# Supplied text:
+++

Posted by: CaseyL | June 28, 2005 at 10:17 PM
I wanted him to come out in a white flowing robe, extend his hand outward, and say, "Iraq, by the power of Magykal Jeebus, you are healed!" Sort of like in Fletch II. But no such luck.
Posted by: SomeCallMeTim | June 28, 2005 at 10:27 PM
(I think Josh blames the generals. Or Rumsfeld. The President of course would do the right thing if the people under him would give him good info. Of course)
As DeLong says, "If only the Tsar knew, he would do something."
Posted by: Bernard Yomtov | June 28, 2005 at 10:29 PM
CaseyL, the NY Times transcript says 160,000 troops.
The DoD support-the-troops website he directed us to just made my computer crash once but worked the second time.
there's a tired old antiwar bumper sticker out there about how it will be a great day when our schools are fully funded and the air force has to hold a bake sale. I must say, when the private defense contractors are fully funded, the tax cuts keep on coming, and the DoD is telling us to hold bake sales, it is not such a great day. Though the lyrics to "Bumper of My SUV" are a nice touch.

+++

Object pointing dataset rows
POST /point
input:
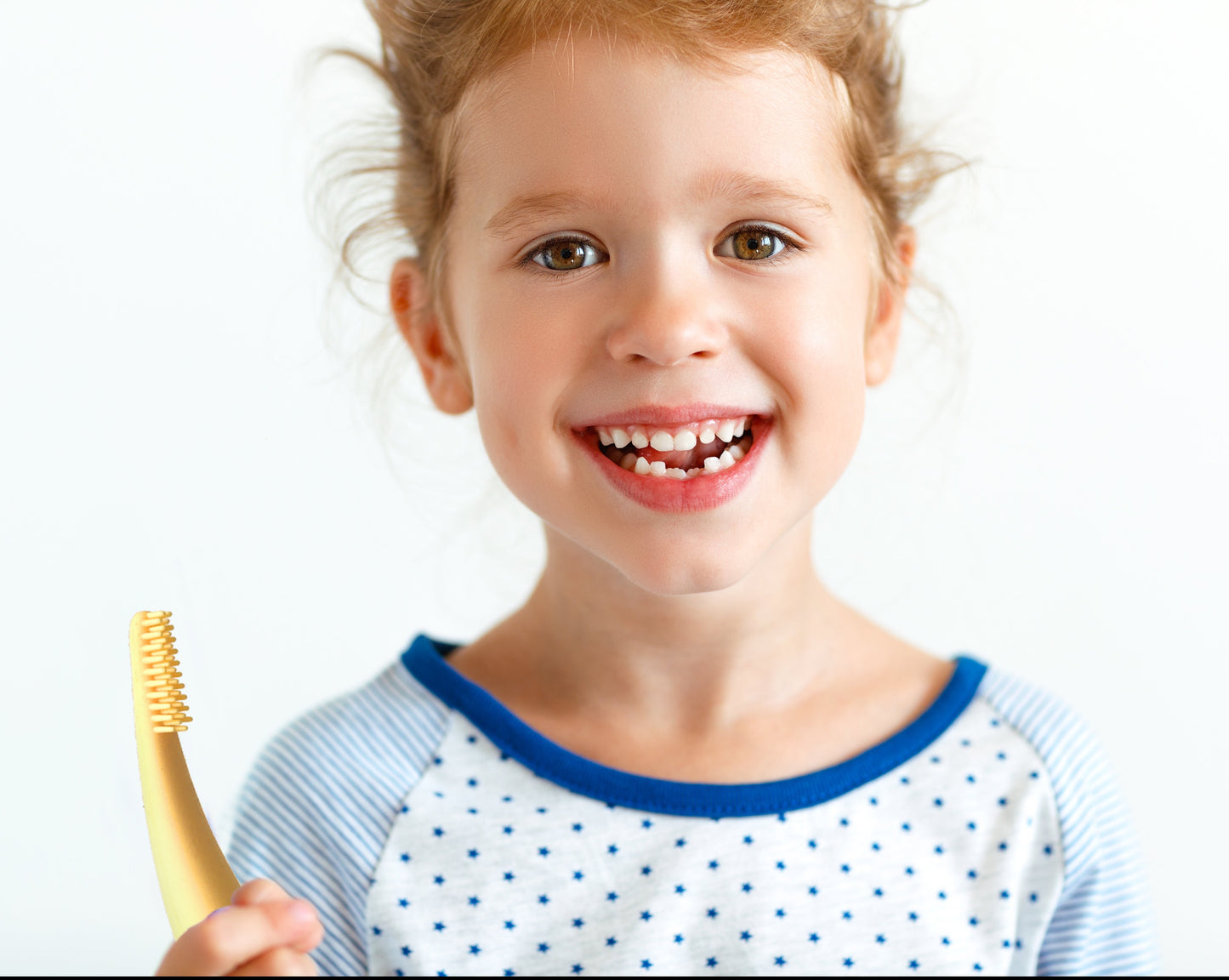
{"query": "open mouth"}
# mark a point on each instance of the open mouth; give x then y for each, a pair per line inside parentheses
(687, 452)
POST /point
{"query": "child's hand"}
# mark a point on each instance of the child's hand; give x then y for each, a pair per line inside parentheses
(263, 932)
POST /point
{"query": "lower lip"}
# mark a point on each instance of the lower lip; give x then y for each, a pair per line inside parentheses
(670, 496)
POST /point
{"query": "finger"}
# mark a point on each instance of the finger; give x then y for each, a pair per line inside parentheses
(239, 933)
(282, 962)
(259, 889)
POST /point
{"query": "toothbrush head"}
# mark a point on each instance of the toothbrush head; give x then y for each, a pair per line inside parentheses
(152, 643)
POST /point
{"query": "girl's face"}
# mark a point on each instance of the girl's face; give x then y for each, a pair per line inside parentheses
(643, 248)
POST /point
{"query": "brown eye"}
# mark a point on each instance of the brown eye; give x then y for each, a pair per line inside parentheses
(564, 254)
(754, 243)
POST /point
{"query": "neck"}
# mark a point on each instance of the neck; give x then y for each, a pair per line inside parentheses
(691, 664)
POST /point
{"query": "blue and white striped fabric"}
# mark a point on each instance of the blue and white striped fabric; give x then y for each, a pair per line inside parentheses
(1102, 925)
(434, 833)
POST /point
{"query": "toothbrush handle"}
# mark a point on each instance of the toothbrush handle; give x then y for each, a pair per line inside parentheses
(192, 871)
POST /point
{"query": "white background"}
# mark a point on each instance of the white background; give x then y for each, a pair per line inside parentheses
(177, 436)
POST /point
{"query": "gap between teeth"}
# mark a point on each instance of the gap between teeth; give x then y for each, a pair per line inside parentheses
(726, 430)
(731, 455)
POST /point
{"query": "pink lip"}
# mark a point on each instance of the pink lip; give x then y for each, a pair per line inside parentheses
(680, 496)
(657, 414)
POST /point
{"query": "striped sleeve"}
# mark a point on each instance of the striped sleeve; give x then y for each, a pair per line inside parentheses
(1104, 920)
(316, 809)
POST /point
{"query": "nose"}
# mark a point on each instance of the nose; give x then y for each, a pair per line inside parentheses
(665, 316)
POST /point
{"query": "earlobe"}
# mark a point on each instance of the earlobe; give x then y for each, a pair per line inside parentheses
(884, 333)
(444, 374)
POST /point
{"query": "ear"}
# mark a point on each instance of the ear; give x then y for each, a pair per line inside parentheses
(445, 375)
(884, 331)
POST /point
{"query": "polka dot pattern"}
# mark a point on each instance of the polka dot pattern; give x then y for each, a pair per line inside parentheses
(950, 863)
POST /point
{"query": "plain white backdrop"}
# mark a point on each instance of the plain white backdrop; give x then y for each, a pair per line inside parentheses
(1049, 496)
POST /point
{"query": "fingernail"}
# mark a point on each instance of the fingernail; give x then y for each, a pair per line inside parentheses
(301, 913)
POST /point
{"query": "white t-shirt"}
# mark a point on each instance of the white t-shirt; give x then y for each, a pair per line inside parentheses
(439, 835)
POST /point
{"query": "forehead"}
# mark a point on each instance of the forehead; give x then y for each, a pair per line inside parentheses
(646, 130)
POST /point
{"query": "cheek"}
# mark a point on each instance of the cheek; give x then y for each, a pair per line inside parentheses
(519, 368)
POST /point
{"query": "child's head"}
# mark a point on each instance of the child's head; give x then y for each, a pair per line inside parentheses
(624, 208)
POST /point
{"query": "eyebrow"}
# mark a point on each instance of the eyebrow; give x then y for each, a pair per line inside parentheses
(714, 185)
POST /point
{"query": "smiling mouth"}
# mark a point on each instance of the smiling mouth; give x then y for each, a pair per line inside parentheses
(686, 452)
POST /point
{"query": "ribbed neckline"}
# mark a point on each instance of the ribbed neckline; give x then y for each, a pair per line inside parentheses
(425, 660)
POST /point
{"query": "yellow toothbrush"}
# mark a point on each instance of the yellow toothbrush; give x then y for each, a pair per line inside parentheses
(192, 872)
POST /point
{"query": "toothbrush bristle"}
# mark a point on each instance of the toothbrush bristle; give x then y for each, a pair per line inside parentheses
(165, 692)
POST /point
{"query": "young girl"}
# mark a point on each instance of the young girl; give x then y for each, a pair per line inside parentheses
(662, 253)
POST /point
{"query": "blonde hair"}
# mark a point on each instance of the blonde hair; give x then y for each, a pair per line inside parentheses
(433, 52)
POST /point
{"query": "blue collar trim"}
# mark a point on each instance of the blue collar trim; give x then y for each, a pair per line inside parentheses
(424, 659)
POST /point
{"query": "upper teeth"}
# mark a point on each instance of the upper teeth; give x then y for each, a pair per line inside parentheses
(682, 438)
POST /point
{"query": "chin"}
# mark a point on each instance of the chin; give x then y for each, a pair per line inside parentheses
(668, 571)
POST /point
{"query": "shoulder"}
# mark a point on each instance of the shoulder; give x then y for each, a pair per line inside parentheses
(1104, 919)
(390, 726)
(1069, 750)
(316, 808)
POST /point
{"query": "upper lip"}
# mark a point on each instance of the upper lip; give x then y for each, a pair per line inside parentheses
(662, 414)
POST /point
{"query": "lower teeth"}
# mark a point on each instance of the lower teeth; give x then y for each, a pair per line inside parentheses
(731, 455)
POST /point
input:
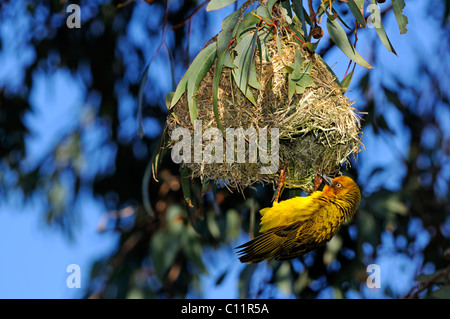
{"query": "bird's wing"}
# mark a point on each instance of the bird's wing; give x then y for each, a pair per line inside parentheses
(297, 209)
(266, 245)
(281, 243)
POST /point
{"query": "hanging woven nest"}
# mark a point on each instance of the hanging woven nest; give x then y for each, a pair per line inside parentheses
(265, 79)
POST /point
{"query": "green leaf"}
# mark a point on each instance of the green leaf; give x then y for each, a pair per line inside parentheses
(248, 23)
(263, 12)
(345, 83)
(186, 185)
(402, 20)
(200, 68)
(300, 13)
(270, 5)
(376, 20)
(245, 50)
(300, 78)
(181, 88)
(169, 97)
(216, 82)
(225, 36)
(339, 37)
(218, 4)
(357, 13)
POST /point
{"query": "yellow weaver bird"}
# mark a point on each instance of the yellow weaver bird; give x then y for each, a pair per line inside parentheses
(293, 227)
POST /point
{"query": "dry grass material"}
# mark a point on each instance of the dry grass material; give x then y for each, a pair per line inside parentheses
(317, 129)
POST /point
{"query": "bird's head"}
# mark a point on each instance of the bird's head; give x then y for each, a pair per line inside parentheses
(340, 186)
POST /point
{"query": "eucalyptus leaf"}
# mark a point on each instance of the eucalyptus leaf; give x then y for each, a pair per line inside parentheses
(376, 19)
(247, 24)
(200, 68)
(339, 37)
(402, 20)
(228, 25)
(345, 83)
(185, 185)
(357, 13)
(218, 4)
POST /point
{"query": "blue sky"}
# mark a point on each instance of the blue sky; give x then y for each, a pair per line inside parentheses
(37, 255)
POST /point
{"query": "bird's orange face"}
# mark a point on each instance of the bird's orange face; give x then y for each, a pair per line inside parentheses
(340, 185)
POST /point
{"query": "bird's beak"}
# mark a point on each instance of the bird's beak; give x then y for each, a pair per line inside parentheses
(326, 179)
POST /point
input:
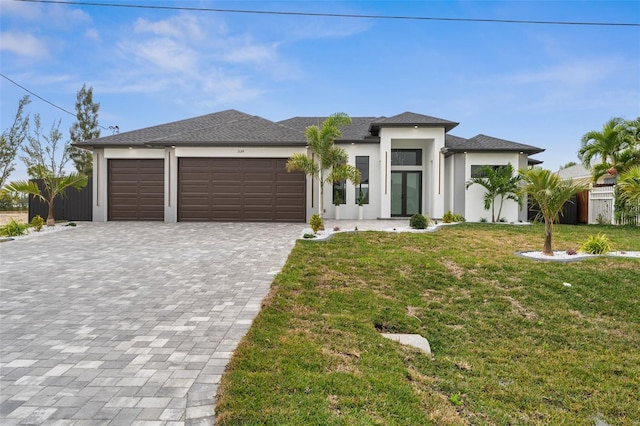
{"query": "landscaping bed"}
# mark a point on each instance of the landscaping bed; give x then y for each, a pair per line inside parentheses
(511, 342)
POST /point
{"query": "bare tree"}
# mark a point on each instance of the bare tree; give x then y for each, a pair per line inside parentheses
(11, 140)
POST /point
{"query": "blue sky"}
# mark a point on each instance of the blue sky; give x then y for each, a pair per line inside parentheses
(543, 85)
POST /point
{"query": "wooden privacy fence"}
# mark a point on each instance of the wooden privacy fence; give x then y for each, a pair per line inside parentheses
(75, 205)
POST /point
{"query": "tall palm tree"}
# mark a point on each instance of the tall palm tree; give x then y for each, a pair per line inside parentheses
(329, 162)
(54, 186)
(549, 193)
(499, 182)
(611, 145)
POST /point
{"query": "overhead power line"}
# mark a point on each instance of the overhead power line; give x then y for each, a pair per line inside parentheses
(335, 15)
(43, 99)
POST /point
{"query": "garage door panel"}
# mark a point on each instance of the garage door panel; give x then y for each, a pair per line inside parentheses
(136, 189)
(239, 189)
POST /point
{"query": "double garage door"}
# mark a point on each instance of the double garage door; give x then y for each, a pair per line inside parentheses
(209, 189)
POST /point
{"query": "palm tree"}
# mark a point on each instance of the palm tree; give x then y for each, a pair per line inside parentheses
(329, 162)
(612, 145)
(499, 182)
(54, 186)
(629, 185)
(549, 193)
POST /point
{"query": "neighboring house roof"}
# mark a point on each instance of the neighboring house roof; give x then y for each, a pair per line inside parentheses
(577, 171)
(487, 143)
(233, 127)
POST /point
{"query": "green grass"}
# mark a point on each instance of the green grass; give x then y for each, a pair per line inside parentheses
(511, 344)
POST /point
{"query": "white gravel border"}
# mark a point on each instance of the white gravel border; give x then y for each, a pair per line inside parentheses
(561, 256)
(44, 231)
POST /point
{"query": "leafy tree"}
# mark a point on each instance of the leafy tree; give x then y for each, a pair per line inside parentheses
(85, 128)
(549, 193)
(499, 182)
(46, 159)
(329, 162)
(11, 140)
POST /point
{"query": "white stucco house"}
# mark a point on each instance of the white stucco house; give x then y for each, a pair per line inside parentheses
(230, 166)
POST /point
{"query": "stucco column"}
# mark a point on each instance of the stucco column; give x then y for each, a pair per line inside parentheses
(100, 179)
(385, 176)
(170, 185)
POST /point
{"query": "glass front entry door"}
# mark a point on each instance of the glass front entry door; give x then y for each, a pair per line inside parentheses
(406, 193)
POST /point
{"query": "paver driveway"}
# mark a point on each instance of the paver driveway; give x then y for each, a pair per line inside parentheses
(128, 323)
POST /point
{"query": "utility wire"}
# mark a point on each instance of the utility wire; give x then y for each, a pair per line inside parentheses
(334, 15)
(43, 99)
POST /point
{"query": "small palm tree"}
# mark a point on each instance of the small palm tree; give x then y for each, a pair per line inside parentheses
(329, 162)
(549, 193)
(613, 145)
(54, 186)
(629, 185)
(499, 182)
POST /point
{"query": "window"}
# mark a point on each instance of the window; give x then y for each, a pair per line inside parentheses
(406, 157)
(478, 170)
(362, 190)
(340, 192)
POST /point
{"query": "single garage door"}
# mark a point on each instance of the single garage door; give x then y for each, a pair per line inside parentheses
(240, 189)
(136, 189)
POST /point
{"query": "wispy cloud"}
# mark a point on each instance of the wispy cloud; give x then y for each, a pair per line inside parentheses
(23, 44)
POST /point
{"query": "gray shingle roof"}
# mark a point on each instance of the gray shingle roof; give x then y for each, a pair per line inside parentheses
(233, 127)
(487, 143)
(357, 130)
(413, 119)
(224, 127)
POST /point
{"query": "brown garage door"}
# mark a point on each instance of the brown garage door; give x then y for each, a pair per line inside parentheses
(240, 189)
(136, 189)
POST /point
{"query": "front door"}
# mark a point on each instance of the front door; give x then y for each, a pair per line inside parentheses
(406, 193)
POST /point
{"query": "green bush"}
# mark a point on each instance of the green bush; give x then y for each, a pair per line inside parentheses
(419, 221)
(37, 223)
(596, 244)
(13, 229)
(316, 223)
(458, 218)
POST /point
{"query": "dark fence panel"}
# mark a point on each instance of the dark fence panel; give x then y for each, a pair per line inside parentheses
(75, 205)
(569, 215)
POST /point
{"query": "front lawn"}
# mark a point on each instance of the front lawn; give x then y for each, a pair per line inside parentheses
(511, 342)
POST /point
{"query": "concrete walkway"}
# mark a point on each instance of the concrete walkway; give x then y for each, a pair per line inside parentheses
(129, 323)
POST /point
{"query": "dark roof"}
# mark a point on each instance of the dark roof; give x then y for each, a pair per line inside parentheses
(413, 119)
(233, 127)
(220, 128)
(356, 131)
(486, 143)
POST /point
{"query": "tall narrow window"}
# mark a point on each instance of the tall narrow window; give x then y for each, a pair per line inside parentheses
(340, 192)
(362, 190)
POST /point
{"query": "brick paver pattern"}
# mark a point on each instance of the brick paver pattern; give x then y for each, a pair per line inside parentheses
(129, 323)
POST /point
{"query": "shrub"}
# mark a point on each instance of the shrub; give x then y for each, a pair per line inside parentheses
(37, 222)
(316, 223)
(13, 229)
(596, 244)
(419, 221)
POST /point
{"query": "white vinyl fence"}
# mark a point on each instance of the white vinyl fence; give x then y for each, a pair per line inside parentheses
(601, 204)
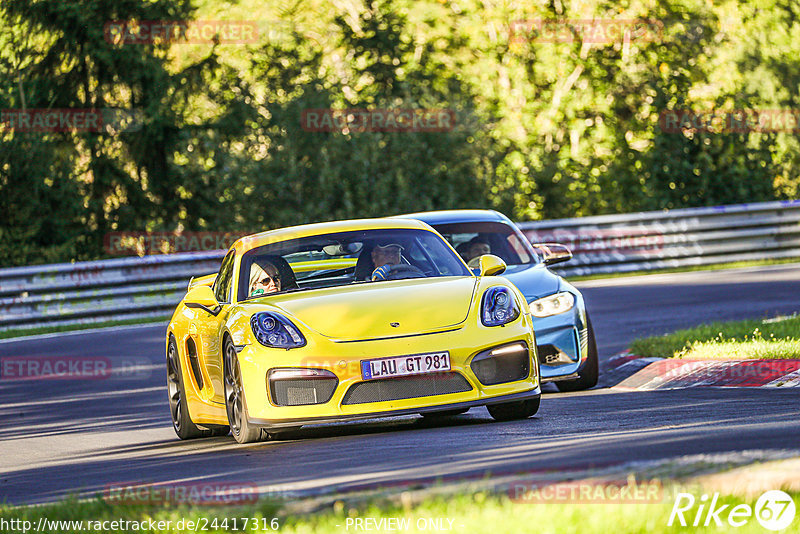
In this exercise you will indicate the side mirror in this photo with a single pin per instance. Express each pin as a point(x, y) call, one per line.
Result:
point(553, 253)
point(202, 297)
point(490, 265)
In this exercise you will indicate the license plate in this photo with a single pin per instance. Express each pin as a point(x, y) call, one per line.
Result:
point(414, 364)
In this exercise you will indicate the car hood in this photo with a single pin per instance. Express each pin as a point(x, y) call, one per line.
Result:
point(533, 280)
point(367, 311)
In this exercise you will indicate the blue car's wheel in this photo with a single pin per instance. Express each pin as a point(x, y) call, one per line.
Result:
point(590, 372)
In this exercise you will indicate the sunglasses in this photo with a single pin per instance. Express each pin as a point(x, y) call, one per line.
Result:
point(267, 279)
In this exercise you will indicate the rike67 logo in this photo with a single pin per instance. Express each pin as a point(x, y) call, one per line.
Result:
point(774, 510)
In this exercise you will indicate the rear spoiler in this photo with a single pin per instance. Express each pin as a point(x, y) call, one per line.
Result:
point(205, 280)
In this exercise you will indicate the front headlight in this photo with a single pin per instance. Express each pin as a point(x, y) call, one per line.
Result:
point(552, 305)
point(276, 331)
point(498, 307)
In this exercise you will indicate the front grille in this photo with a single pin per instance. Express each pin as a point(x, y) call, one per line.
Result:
point(303, 391)
point(548, 354)
point(409, 387)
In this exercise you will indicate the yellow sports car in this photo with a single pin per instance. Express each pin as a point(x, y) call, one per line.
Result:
point(347, 320)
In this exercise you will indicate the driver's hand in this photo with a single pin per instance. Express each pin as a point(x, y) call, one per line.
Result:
point(381, 273)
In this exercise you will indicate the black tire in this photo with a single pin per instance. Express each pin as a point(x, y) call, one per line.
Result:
point(444, 413)
point(182, 423)
point(511, 411)
point(587, 378)
point(235, 405)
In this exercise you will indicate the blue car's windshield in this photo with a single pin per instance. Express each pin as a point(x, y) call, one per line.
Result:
point(472, 239)
point(343, 258)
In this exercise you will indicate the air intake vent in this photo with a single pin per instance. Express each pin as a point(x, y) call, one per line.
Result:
point(301, 387)
point(406, 388)
point(499, 365)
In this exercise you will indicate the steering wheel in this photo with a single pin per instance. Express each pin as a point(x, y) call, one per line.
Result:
point(398, 272)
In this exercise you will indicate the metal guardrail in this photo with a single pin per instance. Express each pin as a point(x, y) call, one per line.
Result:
point(150, 287)
point(608, 244)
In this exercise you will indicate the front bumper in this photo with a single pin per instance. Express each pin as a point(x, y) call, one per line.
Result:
point(562, 343)
point(343, 360)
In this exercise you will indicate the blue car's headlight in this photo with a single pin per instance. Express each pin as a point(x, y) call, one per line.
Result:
point(498, 307)
point(276, 331)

+++

# Written task 1:
In the blog comments, what troop figure does the NY Times transcript give?
# Written task 2:
List every name that follows "Posted by:" in the blog comments.
# Written task 3:
Write the next part of the blog comments, picking up after their last sentence.

# Exercise answer 1:
160,000 troops.

# Exercise answer 2:
CaseyL, SomeCallMeTim, Bernard Yomtov

# Exercise answer 3:
This isn't to say that pitching in isn't a good idea, of course--there are some good concrete ideas there, and I absolutely should do more--donate phone cards or whatnot--even if it's ridiculous that the DoD thinks the best way to support the troops is to post musical tributes on a website. I'm just bitter tonight, after reading George Packer's article on Chris and Kurt Frosheiser in the New Yorker. (The article's not online; there's a Q & A with the author here).
Well, the speech could have been worse.
Posted by: Katherine | June 28, 2005 at 10:39 PM
You're right; I rechecked Think Progress' transcript: 160,000.
Here's a site with a very good rundown of the Iraqi security force numbers:
Global Security: Iraq Corps
Posted by: CaseyL | June 28, 2005 at 11:02 PM
Missed the speech as well, but I was thinking of ObWi as I met with my Kant reading group and then had friends over for bridge.
Posted by: Jackmormon | June 29, 2005 at 12:14 AM
Here's a novel take on the insurgency: according to Dan Balz in the WaPo, "It was 13 months ago, at a time of grizzly beheadings and mounting U.S. casualties..."
Who knew that people were beheading bears in Iraq?
Posted by: hilzoy | June 29, 2005 at 12:42 AM
bad copy desk! that's a doozy. Haven't fixed it yet, either.
I used to be able to spot occasional typos in the New Yorker back when I was proofreading newspapers every week--couldn't get out of the habit. Now I barely do it in my own posts I'm afraid.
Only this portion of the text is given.